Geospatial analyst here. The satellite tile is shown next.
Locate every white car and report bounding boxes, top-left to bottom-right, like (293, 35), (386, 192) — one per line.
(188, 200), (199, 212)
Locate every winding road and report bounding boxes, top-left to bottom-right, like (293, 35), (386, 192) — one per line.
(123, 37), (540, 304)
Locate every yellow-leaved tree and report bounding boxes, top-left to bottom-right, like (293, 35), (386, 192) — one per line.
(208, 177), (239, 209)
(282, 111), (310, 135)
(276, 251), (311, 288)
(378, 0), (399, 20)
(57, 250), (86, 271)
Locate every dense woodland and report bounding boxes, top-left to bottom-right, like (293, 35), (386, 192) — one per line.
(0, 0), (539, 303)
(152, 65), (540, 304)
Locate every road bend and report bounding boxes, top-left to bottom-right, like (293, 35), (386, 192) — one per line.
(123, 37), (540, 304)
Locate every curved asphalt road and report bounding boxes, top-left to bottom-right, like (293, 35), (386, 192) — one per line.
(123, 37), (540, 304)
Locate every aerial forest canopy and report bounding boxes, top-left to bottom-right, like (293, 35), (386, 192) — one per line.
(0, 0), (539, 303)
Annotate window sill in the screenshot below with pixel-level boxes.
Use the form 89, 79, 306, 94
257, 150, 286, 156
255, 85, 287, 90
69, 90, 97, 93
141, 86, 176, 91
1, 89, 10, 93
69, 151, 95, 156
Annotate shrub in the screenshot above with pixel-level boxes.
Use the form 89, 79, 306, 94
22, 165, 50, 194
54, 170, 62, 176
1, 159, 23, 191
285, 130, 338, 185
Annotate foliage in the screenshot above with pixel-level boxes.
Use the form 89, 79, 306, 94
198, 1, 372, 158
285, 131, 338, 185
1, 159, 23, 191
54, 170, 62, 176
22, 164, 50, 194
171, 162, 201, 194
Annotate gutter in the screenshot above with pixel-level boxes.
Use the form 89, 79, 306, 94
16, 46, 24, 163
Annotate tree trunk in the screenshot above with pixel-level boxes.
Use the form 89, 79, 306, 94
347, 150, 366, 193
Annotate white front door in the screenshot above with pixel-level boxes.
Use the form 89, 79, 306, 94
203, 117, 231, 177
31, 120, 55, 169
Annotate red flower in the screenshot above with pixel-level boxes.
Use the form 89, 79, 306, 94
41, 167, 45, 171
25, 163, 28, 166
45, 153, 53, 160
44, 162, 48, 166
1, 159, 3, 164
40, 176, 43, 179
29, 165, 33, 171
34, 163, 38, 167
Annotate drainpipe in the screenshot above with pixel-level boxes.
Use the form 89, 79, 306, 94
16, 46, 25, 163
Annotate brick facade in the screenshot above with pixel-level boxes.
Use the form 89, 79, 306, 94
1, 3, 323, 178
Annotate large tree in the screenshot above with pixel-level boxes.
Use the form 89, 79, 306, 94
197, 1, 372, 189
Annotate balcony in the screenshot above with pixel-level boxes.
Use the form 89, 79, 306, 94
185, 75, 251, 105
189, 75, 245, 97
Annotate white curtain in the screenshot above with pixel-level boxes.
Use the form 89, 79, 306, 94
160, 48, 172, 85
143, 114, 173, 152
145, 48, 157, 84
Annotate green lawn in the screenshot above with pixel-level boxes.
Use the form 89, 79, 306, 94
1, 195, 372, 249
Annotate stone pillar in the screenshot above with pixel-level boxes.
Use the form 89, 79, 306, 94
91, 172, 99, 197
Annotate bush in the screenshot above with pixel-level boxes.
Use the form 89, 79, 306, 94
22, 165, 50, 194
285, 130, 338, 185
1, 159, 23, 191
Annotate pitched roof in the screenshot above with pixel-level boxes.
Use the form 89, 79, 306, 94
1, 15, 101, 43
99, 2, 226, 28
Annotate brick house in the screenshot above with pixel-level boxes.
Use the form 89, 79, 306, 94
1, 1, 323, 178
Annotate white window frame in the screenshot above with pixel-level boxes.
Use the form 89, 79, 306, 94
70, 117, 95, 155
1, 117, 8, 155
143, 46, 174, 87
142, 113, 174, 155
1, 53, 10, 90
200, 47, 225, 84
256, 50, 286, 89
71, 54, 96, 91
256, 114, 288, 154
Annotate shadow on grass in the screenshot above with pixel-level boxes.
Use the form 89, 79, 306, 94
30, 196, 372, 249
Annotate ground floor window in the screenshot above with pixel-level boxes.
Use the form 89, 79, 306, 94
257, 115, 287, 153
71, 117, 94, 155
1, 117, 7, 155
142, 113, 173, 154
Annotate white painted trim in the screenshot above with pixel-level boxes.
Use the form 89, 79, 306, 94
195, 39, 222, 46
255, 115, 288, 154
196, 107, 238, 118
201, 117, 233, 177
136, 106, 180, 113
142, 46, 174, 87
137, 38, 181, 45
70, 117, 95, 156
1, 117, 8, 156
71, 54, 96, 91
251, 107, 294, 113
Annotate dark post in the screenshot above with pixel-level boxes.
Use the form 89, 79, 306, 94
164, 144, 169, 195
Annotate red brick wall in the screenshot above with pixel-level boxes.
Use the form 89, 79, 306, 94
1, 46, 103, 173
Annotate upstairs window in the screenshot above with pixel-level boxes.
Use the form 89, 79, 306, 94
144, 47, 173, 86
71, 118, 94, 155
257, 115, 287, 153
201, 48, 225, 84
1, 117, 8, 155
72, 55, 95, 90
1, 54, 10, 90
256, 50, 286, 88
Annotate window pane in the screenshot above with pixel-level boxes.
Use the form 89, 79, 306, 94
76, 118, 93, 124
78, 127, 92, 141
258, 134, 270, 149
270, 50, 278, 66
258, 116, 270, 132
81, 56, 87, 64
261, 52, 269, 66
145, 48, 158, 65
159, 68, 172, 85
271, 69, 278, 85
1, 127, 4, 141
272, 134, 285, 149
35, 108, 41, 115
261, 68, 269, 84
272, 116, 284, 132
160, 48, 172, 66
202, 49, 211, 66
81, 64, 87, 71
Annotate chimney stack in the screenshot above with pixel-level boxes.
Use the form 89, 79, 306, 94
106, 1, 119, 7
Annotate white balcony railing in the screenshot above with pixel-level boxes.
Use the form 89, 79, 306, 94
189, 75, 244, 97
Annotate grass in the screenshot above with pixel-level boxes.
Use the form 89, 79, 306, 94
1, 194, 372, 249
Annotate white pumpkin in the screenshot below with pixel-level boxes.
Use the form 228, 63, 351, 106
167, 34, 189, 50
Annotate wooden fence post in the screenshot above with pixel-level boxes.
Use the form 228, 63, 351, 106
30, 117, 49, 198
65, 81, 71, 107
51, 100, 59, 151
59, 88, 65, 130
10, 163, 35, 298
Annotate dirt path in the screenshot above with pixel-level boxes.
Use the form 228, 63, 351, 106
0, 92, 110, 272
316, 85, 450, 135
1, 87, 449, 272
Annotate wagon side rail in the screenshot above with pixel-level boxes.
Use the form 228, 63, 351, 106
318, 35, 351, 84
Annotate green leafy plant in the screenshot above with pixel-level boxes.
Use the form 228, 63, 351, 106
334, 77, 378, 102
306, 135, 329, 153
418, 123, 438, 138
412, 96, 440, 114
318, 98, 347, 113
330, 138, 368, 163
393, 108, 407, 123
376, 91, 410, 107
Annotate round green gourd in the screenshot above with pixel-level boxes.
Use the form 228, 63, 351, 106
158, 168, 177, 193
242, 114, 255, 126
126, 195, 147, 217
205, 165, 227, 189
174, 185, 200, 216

- **Assignment**: Give the number of lines in the listing above where the word "green" appears, and nothing else.

- **Task response**: 3